[begin SOURCE RECORDS]

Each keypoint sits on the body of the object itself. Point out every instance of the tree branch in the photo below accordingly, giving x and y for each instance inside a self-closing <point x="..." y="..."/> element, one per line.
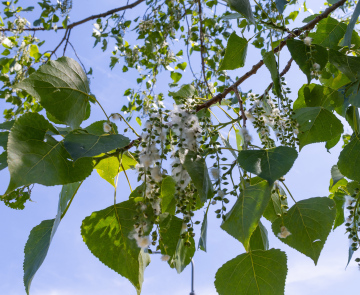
<point x="202" y="47"/>
<point x="96" y="16"/>
<point x="296" y="33"/>
<point x="253" y="71"/>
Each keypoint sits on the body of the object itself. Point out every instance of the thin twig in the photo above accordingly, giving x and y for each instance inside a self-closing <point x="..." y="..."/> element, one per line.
<point x="96" y="16"/>
<point x="67" y="41"/>
<point x="61" y="42"/>
<point x="220" y="96"/>
<point x="296" y="33"/>
<point x="202" y="47"/>
<point x="78" y="57"/>
<point x="240" y="106"/>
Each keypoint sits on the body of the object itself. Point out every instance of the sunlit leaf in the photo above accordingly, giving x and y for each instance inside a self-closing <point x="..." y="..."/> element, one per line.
<point x="235" y="53"/>
<point x="40" y="237"/>
<point x="31" y="152"/>
<point x="242" y="220"/>
<point x="309" y="222"/>
<point x="253" y="273"/>
<point x="62" y="88"/>
<point x="270" y="164"/>
<point x="107" y="233"/>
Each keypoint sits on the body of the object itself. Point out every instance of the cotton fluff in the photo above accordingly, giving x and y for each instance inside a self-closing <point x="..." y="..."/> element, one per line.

[end SOURCE RECORDS]

WHAT THE EXERCISE ASKS —
Reproduce every record above, substituting "Mark" for "Point out" wherever it occurs and leaving all other text unchanged. Omit the pictures.

ANSWER FOR THE TASK —
Each keypoint sits on the body of the object itself. Mark every instance of the tree branch in the photo below accordingly, giving x and y for each instance inside a self-closing <point x="..." y="..."/> element, one per line.
<point x="202" y="47"/>
<point x="96" y="16"/>
<point x="296" y="33"/>
<point x="253" y="71"/>
Each keypoint sits on the body of the object itself. Mark every instance of the thin twig in the photo above accordingly, giving x and y for each instance inside a self-closing <point x="..." y="..."/> element, one per line.
<point x="96" y="16"/>
<point x="67" y="41"/>
<point x="61" y="42"/>
<point x="220" y="96"/>
<point x="296" y="33"/>
<point x="202" y="47"/>
<point x="78" y="57"/>
<point x="240" y="106"/>
Each keypoint sits on the body of the object itself. Mark every instance of the sunlit leaf in the photo above accordingly, giving x and y for each instance inside a self-closing <point x="..." y="..."/> element, one per line.
<point x="235" y="53"/>
<point x="40" y="237"/>
<point x="31" y="152"/>
<point x="242" y="220"/>
<point x="309" y="222"/>
<point x="253" y="273"/>
<point x="62" y="88"/>
<point x="270" y="164"/>
<point x="107" y="233"/>
Each keypoint sits on the body of the object itself. Mark every instance of the cotton fluff in the photo above accordingly, giving x and y for each instance inside a self-closing <point x="..." y="..."/> element, one per line.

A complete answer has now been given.